Some of the records:
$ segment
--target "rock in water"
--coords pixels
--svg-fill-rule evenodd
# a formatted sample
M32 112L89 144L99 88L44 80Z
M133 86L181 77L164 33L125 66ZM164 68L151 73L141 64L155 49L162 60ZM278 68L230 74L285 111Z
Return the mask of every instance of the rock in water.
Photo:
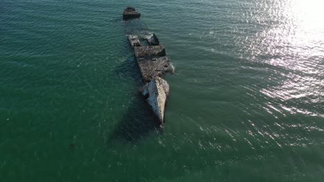
M164 123L164 108L169 95L170 87L168 82L156 77L142 89L142 94L151 107L161 125Z
M132 7L127 7L123 13L123 19L124 20L139 18L140 17L141 13Z

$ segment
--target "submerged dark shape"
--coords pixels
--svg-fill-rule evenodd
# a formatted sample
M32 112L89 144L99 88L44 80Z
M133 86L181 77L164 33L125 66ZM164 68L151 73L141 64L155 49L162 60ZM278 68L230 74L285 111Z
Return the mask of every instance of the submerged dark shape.
M139 18L141 17L141 13L135 10L132 7L127 7L124 10L123 13L123 19L127 20L130 19Z

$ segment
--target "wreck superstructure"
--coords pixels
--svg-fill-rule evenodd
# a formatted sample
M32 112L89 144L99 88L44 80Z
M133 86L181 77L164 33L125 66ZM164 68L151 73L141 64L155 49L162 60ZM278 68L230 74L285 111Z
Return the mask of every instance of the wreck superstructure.
M170 87L161 77L166 72L173 72L174 68L166 55L165 47L160 44L155 34L129 34L128 40L145 83L141 92L162 125Z

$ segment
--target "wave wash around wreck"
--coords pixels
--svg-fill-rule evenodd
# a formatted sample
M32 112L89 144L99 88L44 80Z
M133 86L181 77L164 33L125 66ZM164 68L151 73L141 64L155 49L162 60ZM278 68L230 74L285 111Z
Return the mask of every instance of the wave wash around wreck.
M125 14L139 13L135 8L128 7L124 10L123 19L138 18L138 15L125 19ZM174 67L165 53L165 48L154 33L147 32L128 34L128 40L134 51L135 59L142 75L144 86L140 89L147 103L159 119L161 126L164 124L164 112L170 94L168 82L161 77L166 72L173 72Z

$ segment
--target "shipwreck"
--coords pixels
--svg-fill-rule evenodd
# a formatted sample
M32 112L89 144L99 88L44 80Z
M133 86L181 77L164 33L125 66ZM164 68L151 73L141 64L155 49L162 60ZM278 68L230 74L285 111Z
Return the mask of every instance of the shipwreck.
M162 77L167 72L173 72L174 68L166 55L165 47L160 44L155 34L129 34L128 41L134 50L144 83L140 91L163 126L170 87Z

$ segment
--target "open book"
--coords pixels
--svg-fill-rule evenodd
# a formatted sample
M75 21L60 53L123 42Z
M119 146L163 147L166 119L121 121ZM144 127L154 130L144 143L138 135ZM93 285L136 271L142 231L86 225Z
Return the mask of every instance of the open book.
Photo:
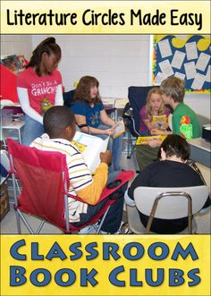
M154 115L152 117L152 124L159 129L165 130L165 124L167 123L168 118L165 114L164 115Z
M148 141L151 140L160 140L163 141L167 136L158 135L158 136L140 136L137 138L136 145L148 145Z
M85 163L91 173L94 173L100 164L99 155L107 149L109 137L106 140L76 131L72 143L82 153Z
M121 136L125 131L125 126L122 120L117 122L117 125L114 130L114 134L113 135L113 138L115 139L119 136Z

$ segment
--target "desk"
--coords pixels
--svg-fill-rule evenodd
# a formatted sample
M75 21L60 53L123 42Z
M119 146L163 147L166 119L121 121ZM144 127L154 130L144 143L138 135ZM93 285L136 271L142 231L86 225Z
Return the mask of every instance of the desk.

__WHAT YOU HAVE TO DO__. Reproduce the material verbatim, everything from the very beginning down to the line containing "M132 7L127 7L123", that line included. Leave the pictures out of your answer.

__COMPLETE OUTPUT__.
$ segment
--target "rock in water"
--coords pixels
--svg-fill-rule evenodd
# a formatted sample
M32 112L89 144L99 88L44 80Z
M133 86L181 77L164 33L125 66ZM164 68L151 73L141 64L155 49L162 60ZM278 68L230 74L285 111Z
Return the mask of every instance of the rock in water.
Photo:
M164 123L164 108L169 95L170 87L168 82L156 77L142 89L142 94L151 107L161 125Z
M132 7L127 7L123 13L123 19L124 20L139 18L140 17L141 13Z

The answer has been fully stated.